### WHAT TO PRODUCE
Check every line of the data below for "resolution". Copy each one that has it.

── PROVIDED INFORMATION

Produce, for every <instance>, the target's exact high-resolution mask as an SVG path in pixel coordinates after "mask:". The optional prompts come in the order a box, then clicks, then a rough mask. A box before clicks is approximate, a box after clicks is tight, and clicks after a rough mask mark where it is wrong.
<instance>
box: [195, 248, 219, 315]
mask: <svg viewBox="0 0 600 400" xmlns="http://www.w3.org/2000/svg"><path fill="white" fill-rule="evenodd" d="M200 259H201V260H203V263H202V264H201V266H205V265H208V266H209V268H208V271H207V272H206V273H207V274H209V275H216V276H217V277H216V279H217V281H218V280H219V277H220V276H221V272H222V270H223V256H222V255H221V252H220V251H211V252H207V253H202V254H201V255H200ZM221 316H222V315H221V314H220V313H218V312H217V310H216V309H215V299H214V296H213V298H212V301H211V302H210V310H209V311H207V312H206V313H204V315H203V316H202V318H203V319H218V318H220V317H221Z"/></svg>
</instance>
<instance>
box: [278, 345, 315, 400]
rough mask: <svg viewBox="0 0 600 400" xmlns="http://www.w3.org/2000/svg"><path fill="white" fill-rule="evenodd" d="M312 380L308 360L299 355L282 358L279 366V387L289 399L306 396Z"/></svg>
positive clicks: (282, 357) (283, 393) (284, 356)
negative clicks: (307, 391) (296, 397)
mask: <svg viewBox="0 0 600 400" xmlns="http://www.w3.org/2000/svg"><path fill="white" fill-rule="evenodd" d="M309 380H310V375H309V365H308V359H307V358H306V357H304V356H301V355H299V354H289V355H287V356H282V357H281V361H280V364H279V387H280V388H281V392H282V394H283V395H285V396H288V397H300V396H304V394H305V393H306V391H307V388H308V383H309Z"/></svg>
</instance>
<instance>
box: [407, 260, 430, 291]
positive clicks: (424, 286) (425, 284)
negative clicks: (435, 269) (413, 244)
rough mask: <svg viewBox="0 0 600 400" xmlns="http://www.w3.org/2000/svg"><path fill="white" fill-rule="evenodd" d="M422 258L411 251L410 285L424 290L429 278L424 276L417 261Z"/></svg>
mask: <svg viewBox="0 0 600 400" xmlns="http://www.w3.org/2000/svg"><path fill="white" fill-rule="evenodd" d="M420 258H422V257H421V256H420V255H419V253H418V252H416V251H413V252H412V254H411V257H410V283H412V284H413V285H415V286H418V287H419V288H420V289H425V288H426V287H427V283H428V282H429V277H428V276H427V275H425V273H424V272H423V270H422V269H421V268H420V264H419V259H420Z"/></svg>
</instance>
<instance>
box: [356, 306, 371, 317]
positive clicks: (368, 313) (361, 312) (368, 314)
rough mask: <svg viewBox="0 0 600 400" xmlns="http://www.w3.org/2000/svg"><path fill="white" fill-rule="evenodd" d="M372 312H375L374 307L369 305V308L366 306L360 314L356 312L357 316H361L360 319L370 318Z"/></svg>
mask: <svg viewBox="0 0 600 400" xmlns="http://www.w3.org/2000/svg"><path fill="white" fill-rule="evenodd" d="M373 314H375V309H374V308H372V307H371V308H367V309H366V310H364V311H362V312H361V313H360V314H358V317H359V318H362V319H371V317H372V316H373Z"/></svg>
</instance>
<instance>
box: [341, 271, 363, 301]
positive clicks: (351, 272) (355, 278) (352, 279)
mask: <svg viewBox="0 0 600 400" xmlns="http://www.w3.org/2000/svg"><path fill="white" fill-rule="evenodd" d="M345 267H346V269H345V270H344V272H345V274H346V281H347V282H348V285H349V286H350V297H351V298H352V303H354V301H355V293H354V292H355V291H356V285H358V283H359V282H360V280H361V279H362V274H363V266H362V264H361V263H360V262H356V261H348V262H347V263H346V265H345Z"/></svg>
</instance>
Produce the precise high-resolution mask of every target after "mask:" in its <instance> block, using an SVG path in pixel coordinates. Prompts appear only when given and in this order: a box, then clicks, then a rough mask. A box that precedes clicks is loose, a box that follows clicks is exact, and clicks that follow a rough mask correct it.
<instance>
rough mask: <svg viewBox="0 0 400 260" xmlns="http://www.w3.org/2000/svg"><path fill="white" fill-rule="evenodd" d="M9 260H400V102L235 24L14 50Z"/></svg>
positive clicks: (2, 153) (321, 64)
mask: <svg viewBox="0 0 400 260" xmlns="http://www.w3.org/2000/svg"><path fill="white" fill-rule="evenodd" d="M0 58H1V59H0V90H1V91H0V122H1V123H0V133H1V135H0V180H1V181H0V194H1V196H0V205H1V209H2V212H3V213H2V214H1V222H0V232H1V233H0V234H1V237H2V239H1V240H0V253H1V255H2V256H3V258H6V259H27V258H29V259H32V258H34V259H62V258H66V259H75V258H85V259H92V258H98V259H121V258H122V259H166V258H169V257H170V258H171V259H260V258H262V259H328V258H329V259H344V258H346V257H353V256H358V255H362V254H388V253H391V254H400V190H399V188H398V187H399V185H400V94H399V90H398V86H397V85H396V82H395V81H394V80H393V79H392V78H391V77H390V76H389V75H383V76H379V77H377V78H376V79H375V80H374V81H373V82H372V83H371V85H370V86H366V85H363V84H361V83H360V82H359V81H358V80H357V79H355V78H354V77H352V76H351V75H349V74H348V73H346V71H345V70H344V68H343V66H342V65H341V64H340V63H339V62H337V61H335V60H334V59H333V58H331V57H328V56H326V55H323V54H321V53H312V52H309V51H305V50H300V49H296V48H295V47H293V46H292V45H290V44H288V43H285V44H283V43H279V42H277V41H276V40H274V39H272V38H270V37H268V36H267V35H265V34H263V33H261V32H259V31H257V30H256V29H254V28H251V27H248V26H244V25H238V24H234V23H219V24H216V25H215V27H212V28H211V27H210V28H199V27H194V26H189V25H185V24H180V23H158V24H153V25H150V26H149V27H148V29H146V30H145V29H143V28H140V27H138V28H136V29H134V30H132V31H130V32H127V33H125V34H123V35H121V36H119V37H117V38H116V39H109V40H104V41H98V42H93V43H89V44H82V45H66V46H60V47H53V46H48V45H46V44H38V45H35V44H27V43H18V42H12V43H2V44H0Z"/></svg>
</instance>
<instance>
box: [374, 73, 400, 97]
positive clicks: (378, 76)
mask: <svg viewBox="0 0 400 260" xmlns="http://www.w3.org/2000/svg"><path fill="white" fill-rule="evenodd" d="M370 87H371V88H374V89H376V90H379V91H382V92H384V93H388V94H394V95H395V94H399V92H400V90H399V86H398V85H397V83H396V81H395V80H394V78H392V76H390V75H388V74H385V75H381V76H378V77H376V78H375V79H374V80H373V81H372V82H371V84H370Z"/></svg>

────

### TASK OUTPUT
Produce, for every <instance>, the target's exact high-resolution mask as an SVG path in pixel coordinates after "mask:". The optional prompts come in the order a box, then clicks, then a rough mask. A box before clicks is approximate, a box after clicks is tight, and clicks after a rough mask mark where it is wrong.
Produce the precise high-resolution mask of every target after "mask:" in its <instance> block, using an SVG path in pixel coordinates. Prompts appear only when given and in this order: a box, then clicks, then a rough mask. A box that precedes clicks is loose, a box that follows clicks is exact, and clicks that follow a rough mask correct it.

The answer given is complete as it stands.